Eager to find any justification for their presence in the government headed by a man they’ve denounced as a biggest threat to Israel, spokesmen for the “Kadima” party claimed credit for Netanyahu’s victory due to their “moderating influence” and even suggested that the Prime Minister is getting close to pulling a Sharon, ditching the “extremist” wing of his own party in favor of the bold alliance with them. This is laughable. In 2006, during an election campaign, the then-leader of “Kadima” Ehud Olmert destroyed the nine houses of the Amona outpost with zero concessions and unspeakable brutality that left hundreds wounded and went on to win the vote. In 2012, this kind of outcome is unthinkable. Despite the well-financed efforts of the Left, the Israeli public refuses to see the settlers as an enemy or an obstacle to peace, preferring instead to see things as they really are. Israel is surrounded by violent masses of Muslim Arabs, who are religiously and nationalistically bent on the destruction of the Jewish state, whatever its borders. After 45 years of deepening ties to the land taken in the Six-Day War, many Israelis do not see “the territories” as a security deposit, but as a natural extension of their national patrimony. The Israelis still wish to be rid of the Palestinians, accepting the territorial cost that this implies. But they do not accept that they have no right to any part of the heartland of Jewish history, and no amount of foreign-sponsored propaganda or stern lectures from Washington or London will change their minds.

To think that in Israel, today, there’s a viable constituency that is willing to support massive destruction of settlements, restoration of the suicidal “borders” of 1949 (with swaps, of course with swaps, always with swaps) and the carving out of the heart of the Jewish people in Jerusalem in exchange for an empty piece of paper, is to repeat the grievous mistake that the Obama administration made in the beginning of its dysfunctional relationship with Netanyahu. It was precisely this belief, nurtured in the closed intellectual circles of the Liberal Left, that propelled Obama on the path of public confrontation with a newly elected Israeli leadership, and we know how well it turned out – for Obama’s standing in Israel and for the cause of peace.
---------------
Things to do –
[A] In the opinion piece on Israeli settlements, how many houses of the Amona outpost were destroyed in 2006?
[B] According to the opinion piece on Israeli settlements, why did Obama take the path of public confrontation with Netanyahu's new government?
[C] Extend the opinion piece on Israeli settlements, picking up right after its final sentence.
The data that come next are from a different source.
---------------
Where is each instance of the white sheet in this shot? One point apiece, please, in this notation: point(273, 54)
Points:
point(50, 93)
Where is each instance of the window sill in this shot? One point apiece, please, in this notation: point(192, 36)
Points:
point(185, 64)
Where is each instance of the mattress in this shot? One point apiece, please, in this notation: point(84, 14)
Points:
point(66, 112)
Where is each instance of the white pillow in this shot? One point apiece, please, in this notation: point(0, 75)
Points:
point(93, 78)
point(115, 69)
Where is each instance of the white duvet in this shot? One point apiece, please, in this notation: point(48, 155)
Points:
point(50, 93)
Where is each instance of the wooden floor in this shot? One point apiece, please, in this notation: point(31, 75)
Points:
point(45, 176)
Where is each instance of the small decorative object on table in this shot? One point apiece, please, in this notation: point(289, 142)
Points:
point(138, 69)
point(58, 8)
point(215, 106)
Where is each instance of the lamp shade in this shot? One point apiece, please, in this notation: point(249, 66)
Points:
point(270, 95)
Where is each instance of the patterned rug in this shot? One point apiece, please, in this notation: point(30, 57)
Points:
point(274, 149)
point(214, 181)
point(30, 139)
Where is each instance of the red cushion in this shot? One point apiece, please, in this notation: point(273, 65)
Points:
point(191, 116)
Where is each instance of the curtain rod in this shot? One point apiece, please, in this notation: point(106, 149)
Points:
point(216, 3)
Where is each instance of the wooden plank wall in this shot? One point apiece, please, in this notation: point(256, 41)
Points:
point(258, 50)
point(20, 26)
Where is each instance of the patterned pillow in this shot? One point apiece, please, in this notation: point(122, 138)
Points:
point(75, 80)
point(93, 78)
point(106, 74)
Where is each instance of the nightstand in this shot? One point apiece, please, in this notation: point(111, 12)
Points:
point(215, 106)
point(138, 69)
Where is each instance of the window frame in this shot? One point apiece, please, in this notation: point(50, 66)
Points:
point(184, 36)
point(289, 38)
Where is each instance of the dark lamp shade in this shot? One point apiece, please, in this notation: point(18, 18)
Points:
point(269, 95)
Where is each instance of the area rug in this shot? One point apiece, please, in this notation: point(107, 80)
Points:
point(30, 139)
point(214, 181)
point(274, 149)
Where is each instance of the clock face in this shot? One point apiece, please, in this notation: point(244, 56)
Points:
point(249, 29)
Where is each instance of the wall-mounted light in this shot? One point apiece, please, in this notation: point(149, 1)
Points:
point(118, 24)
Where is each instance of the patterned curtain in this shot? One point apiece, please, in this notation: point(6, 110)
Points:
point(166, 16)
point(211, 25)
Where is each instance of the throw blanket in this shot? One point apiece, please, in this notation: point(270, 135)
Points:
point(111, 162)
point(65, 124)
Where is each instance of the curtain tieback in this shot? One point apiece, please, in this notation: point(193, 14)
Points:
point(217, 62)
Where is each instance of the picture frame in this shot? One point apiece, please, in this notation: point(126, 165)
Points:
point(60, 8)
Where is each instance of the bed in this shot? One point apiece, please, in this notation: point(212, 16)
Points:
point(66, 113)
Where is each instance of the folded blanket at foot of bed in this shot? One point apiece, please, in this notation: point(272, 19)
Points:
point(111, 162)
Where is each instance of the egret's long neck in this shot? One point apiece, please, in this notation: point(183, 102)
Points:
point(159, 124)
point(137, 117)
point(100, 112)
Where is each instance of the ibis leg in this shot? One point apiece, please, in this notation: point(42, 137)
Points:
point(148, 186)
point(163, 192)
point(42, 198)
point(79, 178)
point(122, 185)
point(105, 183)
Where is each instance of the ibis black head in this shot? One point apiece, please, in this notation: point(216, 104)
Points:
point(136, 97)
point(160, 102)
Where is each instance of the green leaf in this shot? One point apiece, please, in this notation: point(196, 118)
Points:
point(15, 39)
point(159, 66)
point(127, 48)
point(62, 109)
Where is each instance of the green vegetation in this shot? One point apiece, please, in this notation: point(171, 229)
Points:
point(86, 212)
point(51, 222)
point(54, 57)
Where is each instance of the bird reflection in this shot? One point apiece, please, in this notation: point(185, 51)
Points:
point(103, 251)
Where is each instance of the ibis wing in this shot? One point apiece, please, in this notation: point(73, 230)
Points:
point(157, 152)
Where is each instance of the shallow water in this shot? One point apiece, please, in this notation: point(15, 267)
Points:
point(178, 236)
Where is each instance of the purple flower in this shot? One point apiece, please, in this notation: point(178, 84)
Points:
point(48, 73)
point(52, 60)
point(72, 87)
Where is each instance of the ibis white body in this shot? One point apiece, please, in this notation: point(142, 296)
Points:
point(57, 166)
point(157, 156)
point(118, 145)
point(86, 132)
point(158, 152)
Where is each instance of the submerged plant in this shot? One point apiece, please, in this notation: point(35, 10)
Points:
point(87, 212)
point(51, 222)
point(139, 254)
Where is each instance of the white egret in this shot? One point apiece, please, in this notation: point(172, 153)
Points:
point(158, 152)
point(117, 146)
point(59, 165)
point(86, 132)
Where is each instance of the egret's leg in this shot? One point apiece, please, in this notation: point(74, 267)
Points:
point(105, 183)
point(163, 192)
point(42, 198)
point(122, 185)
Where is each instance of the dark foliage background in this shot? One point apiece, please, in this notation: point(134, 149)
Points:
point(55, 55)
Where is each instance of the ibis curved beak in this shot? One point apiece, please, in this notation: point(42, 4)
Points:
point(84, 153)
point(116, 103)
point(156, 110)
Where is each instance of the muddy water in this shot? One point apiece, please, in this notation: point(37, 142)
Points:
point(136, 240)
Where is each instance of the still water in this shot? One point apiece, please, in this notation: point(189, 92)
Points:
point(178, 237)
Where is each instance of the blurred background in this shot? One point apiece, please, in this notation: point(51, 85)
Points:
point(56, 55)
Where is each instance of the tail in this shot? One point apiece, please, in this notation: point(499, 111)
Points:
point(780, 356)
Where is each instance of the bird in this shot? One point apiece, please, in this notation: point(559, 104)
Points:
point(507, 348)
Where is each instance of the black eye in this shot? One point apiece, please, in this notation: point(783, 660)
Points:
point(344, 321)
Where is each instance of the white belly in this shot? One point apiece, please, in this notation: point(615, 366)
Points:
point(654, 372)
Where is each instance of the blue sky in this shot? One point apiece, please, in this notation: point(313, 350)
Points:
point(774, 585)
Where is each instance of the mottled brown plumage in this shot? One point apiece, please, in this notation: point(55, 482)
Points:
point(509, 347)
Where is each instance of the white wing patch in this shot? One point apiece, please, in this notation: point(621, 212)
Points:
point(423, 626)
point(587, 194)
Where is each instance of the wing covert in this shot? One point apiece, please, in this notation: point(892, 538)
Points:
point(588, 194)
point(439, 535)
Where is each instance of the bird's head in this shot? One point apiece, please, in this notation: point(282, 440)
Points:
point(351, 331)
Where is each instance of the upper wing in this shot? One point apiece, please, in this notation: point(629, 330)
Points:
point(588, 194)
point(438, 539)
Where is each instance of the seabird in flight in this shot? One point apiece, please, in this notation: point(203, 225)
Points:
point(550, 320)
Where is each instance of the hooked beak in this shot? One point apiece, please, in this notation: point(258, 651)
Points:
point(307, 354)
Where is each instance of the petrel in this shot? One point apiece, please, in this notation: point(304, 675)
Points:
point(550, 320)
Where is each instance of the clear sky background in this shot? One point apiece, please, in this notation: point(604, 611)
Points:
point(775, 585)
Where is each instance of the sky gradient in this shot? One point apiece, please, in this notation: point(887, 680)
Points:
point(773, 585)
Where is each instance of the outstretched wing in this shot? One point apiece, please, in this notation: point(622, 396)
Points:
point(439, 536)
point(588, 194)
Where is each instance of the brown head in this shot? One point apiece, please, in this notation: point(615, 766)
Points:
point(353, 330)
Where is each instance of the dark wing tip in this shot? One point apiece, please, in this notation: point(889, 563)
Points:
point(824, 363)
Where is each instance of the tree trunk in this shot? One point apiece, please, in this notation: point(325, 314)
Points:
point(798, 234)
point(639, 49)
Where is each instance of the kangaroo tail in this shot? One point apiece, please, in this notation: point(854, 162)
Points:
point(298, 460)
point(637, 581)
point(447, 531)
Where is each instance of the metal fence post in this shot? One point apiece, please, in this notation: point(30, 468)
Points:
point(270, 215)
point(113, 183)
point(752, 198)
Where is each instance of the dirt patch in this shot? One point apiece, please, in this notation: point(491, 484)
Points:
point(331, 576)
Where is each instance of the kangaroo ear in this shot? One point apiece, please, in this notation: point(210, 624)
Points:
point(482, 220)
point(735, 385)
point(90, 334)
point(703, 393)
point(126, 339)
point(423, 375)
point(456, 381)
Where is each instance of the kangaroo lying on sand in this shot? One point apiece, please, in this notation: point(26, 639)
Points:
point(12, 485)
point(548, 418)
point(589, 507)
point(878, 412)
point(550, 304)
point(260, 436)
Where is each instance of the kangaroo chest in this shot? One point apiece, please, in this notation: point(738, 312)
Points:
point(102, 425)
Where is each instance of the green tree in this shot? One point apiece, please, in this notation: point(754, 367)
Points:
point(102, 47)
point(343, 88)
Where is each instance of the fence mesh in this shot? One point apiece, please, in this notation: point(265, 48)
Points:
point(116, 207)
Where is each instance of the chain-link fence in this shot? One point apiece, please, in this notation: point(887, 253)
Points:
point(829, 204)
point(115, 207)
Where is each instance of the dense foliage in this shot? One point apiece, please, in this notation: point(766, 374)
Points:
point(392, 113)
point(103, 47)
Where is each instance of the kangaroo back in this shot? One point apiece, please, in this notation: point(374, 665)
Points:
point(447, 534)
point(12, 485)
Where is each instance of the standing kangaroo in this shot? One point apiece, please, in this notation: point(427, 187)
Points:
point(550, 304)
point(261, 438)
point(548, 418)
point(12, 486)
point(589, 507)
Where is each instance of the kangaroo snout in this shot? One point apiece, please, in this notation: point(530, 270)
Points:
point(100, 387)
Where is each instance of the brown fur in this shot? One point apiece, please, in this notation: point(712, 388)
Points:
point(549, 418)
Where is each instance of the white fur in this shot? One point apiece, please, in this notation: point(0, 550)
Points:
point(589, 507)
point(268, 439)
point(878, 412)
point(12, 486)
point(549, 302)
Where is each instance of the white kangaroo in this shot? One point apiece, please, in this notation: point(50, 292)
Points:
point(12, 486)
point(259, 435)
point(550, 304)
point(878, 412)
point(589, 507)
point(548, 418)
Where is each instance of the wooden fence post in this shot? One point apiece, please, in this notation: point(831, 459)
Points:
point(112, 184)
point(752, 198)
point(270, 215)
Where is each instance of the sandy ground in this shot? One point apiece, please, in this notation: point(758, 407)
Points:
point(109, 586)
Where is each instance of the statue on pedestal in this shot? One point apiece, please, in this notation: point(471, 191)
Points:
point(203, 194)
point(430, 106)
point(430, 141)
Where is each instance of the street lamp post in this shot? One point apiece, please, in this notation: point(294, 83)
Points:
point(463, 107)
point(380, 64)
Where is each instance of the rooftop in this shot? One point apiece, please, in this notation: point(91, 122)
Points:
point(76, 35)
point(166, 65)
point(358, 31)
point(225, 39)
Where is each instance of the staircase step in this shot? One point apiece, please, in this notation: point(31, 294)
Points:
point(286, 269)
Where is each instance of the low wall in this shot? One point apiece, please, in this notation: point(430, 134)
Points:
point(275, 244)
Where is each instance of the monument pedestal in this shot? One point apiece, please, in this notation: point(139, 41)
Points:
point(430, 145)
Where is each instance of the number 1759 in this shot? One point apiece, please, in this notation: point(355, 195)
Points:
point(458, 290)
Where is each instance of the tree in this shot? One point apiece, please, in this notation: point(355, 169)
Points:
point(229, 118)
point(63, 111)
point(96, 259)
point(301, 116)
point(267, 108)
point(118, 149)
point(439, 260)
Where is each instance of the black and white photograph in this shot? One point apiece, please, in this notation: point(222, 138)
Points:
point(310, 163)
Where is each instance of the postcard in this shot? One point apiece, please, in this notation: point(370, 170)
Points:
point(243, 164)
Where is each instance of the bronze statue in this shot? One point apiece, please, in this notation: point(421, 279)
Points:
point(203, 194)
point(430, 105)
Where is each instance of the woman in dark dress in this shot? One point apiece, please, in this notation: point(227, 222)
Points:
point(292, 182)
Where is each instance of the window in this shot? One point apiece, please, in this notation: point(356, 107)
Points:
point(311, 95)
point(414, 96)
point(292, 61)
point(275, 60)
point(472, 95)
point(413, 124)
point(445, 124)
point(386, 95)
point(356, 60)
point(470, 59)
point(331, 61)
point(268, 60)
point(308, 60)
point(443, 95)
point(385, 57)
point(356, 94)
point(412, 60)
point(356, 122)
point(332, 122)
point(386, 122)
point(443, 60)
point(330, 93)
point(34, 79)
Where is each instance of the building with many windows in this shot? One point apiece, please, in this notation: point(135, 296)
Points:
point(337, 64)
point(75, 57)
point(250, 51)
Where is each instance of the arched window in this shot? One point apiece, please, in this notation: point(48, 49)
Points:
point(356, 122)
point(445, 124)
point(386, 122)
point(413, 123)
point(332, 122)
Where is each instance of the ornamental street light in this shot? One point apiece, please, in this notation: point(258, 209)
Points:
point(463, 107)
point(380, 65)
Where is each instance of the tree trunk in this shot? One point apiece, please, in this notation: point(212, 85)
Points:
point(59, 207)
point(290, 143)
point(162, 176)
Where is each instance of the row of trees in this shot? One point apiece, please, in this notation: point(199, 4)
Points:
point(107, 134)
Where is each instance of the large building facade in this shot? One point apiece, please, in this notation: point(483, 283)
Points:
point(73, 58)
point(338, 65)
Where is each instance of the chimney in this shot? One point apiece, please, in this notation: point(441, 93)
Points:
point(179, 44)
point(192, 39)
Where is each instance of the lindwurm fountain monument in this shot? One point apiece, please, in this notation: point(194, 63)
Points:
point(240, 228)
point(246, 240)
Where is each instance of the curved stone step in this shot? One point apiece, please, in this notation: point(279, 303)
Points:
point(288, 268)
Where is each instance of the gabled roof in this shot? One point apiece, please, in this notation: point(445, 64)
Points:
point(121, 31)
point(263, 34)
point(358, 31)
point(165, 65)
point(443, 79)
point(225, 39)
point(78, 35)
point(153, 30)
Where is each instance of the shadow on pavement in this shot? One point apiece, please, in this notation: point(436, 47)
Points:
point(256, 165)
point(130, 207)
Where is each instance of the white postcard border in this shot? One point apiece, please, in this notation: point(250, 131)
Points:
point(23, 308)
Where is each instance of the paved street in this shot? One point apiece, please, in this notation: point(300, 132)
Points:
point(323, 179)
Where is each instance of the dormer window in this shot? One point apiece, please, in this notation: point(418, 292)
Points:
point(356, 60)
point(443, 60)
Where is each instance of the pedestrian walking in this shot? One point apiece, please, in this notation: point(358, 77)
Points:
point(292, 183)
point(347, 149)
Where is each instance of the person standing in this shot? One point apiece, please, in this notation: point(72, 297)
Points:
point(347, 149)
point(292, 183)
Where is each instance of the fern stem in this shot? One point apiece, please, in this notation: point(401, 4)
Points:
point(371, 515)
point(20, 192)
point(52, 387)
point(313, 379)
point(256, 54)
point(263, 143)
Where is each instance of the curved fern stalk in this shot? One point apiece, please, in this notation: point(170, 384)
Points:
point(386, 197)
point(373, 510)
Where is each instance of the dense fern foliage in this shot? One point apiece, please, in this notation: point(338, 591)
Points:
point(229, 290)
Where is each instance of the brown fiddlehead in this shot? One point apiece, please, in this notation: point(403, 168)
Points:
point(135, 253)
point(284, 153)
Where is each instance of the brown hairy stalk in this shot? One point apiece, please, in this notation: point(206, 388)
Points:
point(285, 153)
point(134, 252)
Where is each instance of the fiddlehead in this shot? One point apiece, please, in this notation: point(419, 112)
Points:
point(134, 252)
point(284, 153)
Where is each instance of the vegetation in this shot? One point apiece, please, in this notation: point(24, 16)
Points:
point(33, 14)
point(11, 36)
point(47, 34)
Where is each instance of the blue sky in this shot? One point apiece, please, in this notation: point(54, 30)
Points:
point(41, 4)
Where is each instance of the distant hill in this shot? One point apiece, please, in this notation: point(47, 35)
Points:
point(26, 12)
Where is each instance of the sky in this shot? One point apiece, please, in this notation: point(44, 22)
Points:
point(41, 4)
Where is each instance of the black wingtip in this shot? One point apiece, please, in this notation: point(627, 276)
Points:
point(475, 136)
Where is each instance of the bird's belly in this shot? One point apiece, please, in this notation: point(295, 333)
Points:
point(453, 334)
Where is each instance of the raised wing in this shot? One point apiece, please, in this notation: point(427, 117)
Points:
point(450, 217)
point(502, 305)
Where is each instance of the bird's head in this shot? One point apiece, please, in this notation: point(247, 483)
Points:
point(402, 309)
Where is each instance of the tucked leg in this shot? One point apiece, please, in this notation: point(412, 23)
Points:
---------------
Your responses –
[A] Nine houses.

[B] He believed Israel had a viable constituency willing to support massive destruction of settlements, a return to the 1949 "borders," and carving up Jerusalem in exchange for an empty piece of paper. That belief was nurtured in the closed intellectual circles of the Liberal Left.

[C]
Five houses of the Givat Ulpana outpost are not the biggest problem of the Israeli government, not by a long shot, and the list of the public discontents is long. Netanyahu still has to manage the economy which is coming under the predictable fallout from the piling financial train wreck in Europe and Obamanomics in America. In a couple of months he is scheduled to present his ideas on the explosive subject of military or alternative service for the ultra-Orthodox and Arab youths. He must come up with a speedy and effective strategy to rid Israel of the menace of illegal immigration from Africa which is threatening to swamp the Jewish state under the deluge of human misery. And, finally, he has to make up his mind about whether to allow President Obama to have his upcoming elections undisturbed and not to take any aggressive measures against Iran in October. Netanyahu’s political calendar is full. “Peace with Palestinians”, that fabulous idea, will just have to wait.